* [SOURCE EXCERPT]
____________________

Some things in Life make us go “Holy Crap!” the first time we encounter them: The Pacer, the fax machine, the Mac, the Web, the iPhone, David Blaine, my wife, the Matrix. After some time, they become normal and cease to awe us (except David Blaine). Our world now changes so fast, that what wowed us a year ago is as ordinary today as flossing (OK, that one still feels ackward to me). But before things get to be lame, and stop exciting us, we go through a stage of amazement, with deep down a feeling of touching the magical.

Today we finally learned a little more about NextStage Analytics’ paradigm-changing technology in a short whitepaper. Not that we’re finally getting a peak, not yet, but they announced that their now mythical approach to analyzing Web site visitors had been very thoroughly audited by external firms. In a well-constructed test (scientific paper to be published), their application could predict visitors’ gender and age, based only on their navigation patterns (if I understand correctly). How well did they score? Rather well (!): 98% for age, and over 99% for gender !

Holy Crap!

One can only imagine what else they’ll be able to come up with! Imagine detecting, on the spot, with similar accuracy, that a visitor is a hot prospect! We don’t know yet if they will be able to achieve that, but I guess this is in some form or another on the agenda.

____________________

Data entries:
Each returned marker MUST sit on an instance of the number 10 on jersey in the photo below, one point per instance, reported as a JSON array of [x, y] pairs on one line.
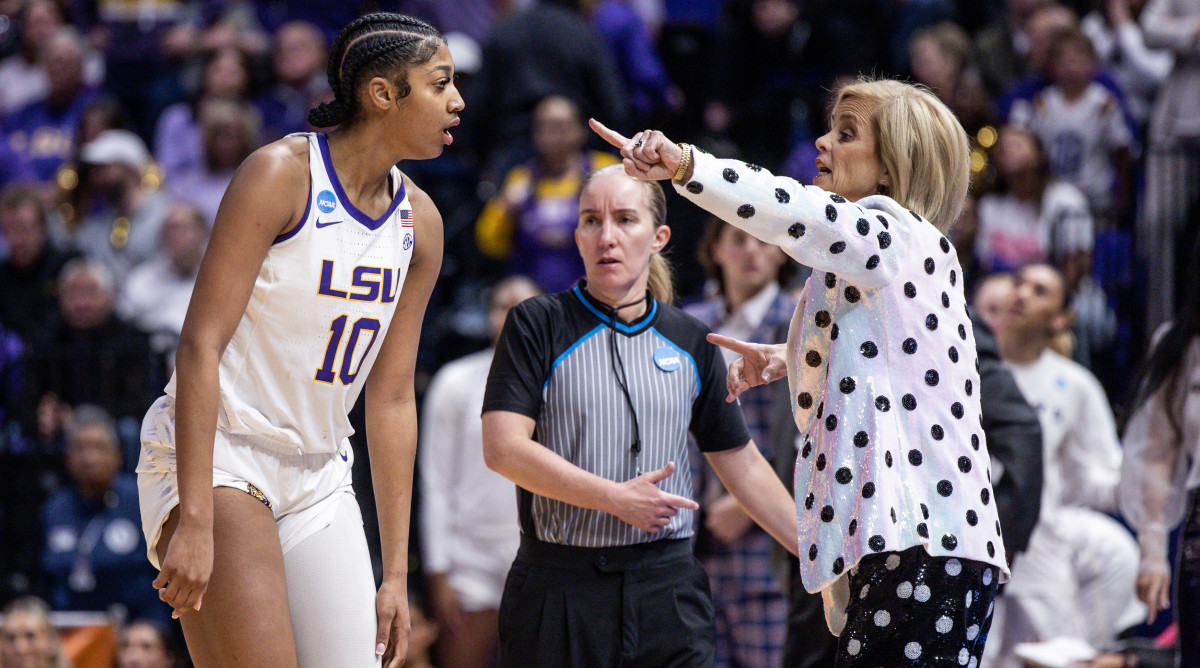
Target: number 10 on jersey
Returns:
[[336, 330]]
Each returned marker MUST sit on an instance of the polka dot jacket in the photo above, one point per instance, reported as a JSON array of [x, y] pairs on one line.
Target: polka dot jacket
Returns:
[[883, 372]]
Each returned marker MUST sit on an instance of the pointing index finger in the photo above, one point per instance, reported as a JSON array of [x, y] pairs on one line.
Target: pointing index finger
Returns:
[[609, 136]]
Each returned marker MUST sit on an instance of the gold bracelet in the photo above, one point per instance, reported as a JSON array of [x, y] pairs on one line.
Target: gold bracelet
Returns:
[[684, 168]]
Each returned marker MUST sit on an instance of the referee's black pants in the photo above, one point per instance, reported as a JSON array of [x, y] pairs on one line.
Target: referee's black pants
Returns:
[[643, 605]]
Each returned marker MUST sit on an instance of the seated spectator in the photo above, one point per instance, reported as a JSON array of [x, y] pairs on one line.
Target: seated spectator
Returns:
[[88, 355], [1077, 577], [43, 132], [145, 643], [1030, 217], [28, 638], [531, 223], [229, 133], [178, 138], [95, 554], [298, 62], [1115, 30], [123, 214], [1081, 125], [30, 272]]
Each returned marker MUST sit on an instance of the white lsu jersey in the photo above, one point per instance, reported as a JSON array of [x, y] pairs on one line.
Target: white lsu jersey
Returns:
[[316, 320]]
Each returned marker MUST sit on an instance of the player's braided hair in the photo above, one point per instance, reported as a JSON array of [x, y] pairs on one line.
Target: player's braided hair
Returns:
[[376, 44]]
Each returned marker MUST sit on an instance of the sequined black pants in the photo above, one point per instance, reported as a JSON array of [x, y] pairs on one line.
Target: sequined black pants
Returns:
[[909, 608]]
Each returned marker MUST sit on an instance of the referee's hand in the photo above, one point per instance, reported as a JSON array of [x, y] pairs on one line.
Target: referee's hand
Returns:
[[640, 501]]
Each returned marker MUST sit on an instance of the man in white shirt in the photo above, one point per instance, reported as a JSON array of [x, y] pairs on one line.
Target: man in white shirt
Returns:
[[469, 524], [1077, 578]]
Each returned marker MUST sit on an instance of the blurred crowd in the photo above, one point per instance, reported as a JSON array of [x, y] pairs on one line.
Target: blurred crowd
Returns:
[[123, 121]]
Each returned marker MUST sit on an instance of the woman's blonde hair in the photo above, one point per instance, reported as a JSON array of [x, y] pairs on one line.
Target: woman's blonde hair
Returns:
[[922, 145], [660, 282]]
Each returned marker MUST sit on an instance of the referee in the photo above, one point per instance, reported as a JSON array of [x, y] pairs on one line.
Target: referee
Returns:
[[587, 409]]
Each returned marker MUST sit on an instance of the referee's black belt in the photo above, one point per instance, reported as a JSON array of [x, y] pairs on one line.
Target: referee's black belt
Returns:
[[606, 559]]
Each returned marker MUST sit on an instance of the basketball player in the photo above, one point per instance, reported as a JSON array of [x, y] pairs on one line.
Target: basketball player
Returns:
[[319, 246]]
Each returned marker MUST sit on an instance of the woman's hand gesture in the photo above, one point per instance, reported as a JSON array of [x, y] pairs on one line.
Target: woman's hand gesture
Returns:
[[647, 155], [760, 363]]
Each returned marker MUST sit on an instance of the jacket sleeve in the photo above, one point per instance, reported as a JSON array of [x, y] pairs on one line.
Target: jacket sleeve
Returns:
[[816, 228]]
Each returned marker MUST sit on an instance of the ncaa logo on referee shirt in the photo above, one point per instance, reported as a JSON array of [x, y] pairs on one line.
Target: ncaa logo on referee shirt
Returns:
[[666, 359], [327, 202]]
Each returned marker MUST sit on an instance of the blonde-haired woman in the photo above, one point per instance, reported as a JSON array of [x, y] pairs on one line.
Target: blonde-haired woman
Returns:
[[588, 405], [898, 528]]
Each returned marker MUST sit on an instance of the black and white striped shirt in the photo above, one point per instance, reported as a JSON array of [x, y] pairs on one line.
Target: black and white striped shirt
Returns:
[[555, 363]]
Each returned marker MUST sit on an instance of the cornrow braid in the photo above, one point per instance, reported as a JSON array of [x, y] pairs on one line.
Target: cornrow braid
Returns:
[[377, 44]]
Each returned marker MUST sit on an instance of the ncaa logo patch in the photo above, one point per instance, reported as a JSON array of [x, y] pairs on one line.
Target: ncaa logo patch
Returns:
[[666, 359], [327, 202]]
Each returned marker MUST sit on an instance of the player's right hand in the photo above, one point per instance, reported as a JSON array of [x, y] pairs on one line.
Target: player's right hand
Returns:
[[186, 569], [641, 503]]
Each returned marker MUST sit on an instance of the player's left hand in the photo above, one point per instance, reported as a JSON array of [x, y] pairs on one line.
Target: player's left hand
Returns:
[[393, 624]]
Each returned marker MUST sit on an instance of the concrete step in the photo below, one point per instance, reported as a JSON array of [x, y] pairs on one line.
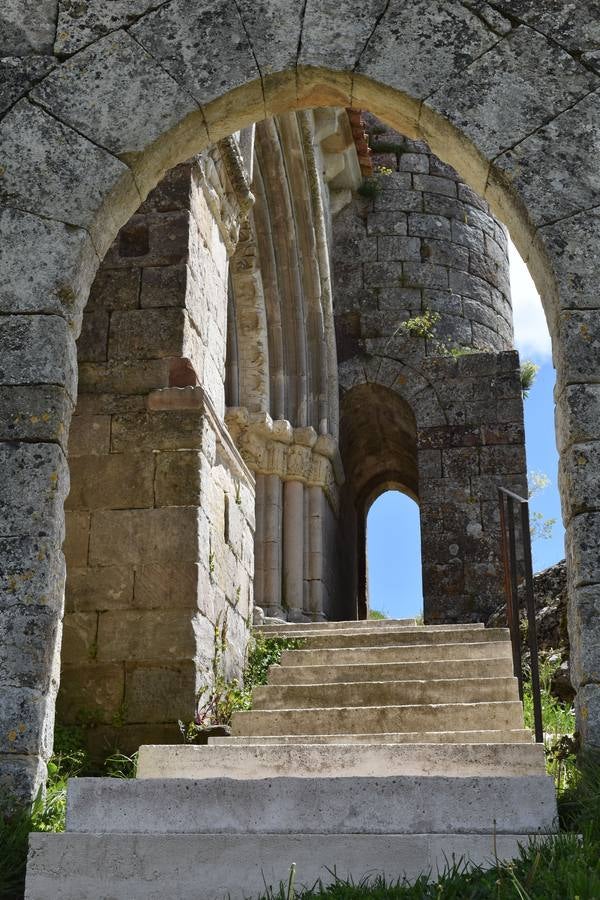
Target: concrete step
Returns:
[[384, 693], [416, 652], [360, 624], [387, 637], [376, 719], [327, 760], [287, 805], [515, 736], [500, 667], [236, 867]]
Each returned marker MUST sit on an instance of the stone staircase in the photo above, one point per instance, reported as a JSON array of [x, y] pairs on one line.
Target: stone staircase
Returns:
[[379, 747]]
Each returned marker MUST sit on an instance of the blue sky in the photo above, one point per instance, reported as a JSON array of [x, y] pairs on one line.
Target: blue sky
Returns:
[[393, 537]]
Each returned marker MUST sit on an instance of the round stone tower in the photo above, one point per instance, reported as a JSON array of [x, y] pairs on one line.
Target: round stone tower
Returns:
[[430, 394]]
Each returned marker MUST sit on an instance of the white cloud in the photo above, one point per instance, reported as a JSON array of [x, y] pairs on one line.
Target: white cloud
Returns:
[[532, 338]]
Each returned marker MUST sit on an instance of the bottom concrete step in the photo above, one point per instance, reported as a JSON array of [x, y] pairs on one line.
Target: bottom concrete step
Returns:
[[236, 867]]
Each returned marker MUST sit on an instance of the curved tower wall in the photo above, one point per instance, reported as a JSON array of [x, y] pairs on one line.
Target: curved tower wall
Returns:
[[422, 308]]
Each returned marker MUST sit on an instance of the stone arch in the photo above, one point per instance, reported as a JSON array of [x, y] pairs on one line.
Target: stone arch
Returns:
[[509, 97]]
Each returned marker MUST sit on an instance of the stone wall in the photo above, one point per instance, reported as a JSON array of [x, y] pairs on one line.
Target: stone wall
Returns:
[[444, 405], [160, 516]]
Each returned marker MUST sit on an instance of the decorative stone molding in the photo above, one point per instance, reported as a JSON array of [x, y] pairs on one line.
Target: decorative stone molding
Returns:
[[226, 187], [274, 447]]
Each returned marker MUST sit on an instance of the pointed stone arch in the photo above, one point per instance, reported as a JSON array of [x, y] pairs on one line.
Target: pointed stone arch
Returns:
[[510, 100]]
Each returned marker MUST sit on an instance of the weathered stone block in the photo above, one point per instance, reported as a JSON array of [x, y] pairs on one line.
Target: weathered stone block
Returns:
[[37, 350], [429, 226], [115, 289], [80, 635], [21, 776], [33, 571], [178, 478], [33, 489], [122, 377], [387, 222], [508, 459], [424, 275], [159, 536], [160, 693], [89, 435], [221, 61], [77, 537], [35, 413], [90, 693], [587, 710], [166, 587], [27, 26], [43, 160], [114, 481], [435, 184], [404, 52], [29, 636], [512, 90], [578, 351], [536, 167], [164, 286], [145, 634], [99, 588], [147, 333], [26, 721], [103, 92], [572, 246], [177, 430], [405, 200], [92, 344], [584, 635], [579, 481], [65, 265], [578, 414]]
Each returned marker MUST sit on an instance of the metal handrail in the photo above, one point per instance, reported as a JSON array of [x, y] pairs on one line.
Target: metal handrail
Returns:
[[507, 500]]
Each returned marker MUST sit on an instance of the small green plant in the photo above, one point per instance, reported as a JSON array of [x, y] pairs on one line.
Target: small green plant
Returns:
[[119, 765], [540, 527], [220, 697], [369, 188], [529, 372], [422, 326]]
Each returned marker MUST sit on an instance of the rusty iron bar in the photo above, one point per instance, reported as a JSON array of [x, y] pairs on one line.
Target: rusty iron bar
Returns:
[[507, 501], [512, 599]]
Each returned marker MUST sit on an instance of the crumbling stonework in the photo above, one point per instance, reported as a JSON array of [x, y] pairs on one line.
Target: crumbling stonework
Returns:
[[160, 515], [100, 106], [436, 412]]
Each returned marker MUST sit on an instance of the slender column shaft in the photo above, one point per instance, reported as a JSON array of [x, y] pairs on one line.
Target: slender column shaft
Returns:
[[293, 549]]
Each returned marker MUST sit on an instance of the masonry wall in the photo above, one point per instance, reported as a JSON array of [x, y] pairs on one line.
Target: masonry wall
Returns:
[[420, 243], [160, 515]]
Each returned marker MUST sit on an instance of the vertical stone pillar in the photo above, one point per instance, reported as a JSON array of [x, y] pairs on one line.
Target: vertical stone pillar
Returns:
[[272, 584], [316, 569], [293, 549]]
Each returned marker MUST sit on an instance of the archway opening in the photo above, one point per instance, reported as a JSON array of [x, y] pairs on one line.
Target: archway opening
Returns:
[[395, 586]]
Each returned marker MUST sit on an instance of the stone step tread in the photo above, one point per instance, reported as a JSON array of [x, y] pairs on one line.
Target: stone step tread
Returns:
[[505, 714], [517, 736], [325, 673], [368, 759], [384, 693], [398, 653], [397, 636], [315, 804], [332, 626], [235, 867]]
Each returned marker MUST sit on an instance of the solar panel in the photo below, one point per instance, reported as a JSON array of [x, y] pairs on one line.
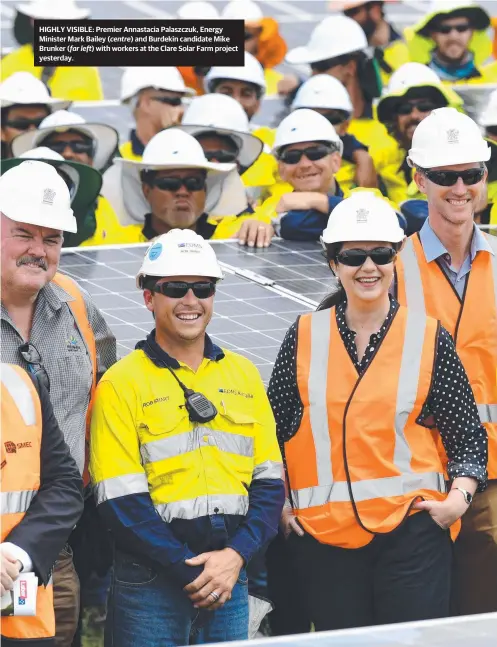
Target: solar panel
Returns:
[[249, 318]]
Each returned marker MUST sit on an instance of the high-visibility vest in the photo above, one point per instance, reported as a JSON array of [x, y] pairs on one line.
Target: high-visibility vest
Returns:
[[78, 309], [472, 321], [20, 477], [359, 460]]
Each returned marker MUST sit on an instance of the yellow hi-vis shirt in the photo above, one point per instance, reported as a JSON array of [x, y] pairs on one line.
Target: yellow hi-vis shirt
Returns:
[[142, 440]]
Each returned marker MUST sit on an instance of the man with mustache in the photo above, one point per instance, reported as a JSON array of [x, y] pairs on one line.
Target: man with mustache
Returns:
[[51, 328]]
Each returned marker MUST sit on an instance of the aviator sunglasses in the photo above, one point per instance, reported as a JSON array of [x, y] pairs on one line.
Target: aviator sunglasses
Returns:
[[449, 178], [357, 257], [179, 289]]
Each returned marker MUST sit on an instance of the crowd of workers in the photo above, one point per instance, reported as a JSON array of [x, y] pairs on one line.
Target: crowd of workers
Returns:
[[169, 489]]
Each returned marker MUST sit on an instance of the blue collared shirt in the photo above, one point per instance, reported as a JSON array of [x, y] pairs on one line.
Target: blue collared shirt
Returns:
[[434, 250]]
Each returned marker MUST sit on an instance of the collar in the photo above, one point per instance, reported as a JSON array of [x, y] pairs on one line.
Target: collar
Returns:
[[162, 359], [137, 146], [433, 247]]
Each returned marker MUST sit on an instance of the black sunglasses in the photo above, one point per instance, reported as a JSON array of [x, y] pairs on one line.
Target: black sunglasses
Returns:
[[191, 183], [33, 359], [357, 257], [449, 178], [76, 145], [223, 157], [313, 153], [446, 29], [421, 106], [179, 289], [23, 124], [169, 101]]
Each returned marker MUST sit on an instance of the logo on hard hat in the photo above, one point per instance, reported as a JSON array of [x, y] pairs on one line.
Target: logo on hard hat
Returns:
[[48, 196], [362, 216], [453, 136]]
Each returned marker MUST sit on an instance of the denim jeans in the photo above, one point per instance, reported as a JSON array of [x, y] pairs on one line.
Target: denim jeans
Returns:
[[147, 609]]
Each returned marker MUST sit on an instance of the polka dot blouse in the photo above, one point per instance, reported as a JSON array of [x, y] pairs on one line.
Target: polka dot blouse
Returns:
[[450, 406]]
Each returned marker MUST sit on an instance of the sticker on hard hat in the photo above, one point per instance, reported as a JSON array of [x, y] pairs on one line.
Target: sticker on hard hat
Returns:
[[155, 251]]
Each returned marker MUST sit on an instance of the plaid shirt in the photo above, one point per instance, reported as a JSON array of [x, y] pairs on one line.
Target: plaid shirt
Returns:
[[65, 358]]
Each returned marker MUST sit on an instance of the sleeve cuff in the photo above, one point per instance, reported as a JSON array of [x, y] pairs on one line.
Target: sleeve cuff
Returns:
[[20, 554]]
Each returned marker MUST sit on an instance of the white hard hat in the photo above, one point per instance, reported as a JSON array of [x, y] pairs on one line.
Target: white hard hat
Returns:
[[251, 72], [334, 36], [198, 10], [246, 10], [105, 138], [363, 217], [136, 79], [489, 115], [22, 88], [323, 91], [223, 115], [180, 252], [34, 193], [305, 125], [447, 137], [53, 10]]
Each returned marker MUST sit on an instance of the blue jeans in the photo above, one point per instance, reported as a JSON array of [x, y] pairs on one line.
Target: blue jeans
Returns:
[[147, 609]]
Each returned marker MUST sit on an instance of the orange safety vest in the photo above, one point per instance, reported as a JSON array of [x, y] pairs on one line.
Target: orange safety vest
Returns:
[[472, 322], [78, 309], [20, 477], [359, 460]]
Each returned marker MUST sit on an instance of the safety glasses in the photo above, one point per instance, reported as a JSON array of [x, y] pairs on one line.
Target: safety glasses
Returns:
[[190, 183], [449, 178], [223, 157], [421, 106], [23, 124], [446, 29], [357, 257], [33, 359], [179, 289], [313, 153]]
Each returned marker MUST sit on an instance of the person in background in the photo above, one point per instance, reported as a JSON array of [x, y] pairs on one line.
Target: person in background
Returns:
[[70, 83], [155, 97], [69, 136], [262, 38], [24, 103], [35, 528], [188, 506], [452, 40], [338, 47], [449, 271], [52, 328], [328, 96], [413, 92], [390, 51], [175, 186], [368, 517]]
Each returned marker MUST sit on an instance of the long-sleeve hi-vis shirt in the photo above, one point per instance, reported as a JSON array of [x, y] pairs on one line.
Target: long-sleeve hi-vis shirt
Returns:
[[169, 488]]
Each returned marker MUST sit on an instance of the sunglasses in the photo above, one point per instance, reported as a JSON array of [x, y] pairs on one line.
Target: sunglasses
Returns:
[[179, 289], [449, 178], [357, 257], [223, 157], [446, 29], [313, 153], [23, 124], [33, 359], [422, 106], [169, 101], [76, 145], [192, 183]]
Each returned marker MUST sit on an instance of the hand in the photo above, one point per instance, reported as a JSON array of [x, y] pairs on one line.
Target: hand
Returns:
[[255, 233], [289, 523], [444, 513], [221, 571]]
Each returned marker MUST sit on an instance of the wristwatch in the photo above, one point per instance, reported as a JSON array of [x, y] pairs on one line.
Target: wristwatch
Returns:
[[468, 497]]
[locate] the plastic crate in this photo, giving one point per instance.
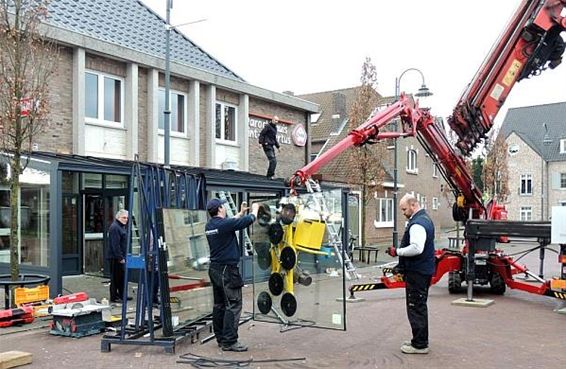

____________________

* [EXERCISE AIM] Reproduce the passage of the NextStage Analytics excerpt from "Today we finally" up to and including "for gender !".

* [OUTPUT FOR THIS EXERCISE]
Today we finally learned a little more about NextStage Analytics’ paradigm-changing technology in a short whitepaper. Not that we’re finally getting a peak, not yet, but they announced that their now mythical approach to analyzing Web site visitors had been very thoroughly audited by external firms. In a well-constructed test (scientific paper to be published), their application could predict visitors’ gender and age, based only on their navigation patterns (if I understand correctly). How well did they score? Rather well (!): 98% for age, and over 99% for gender !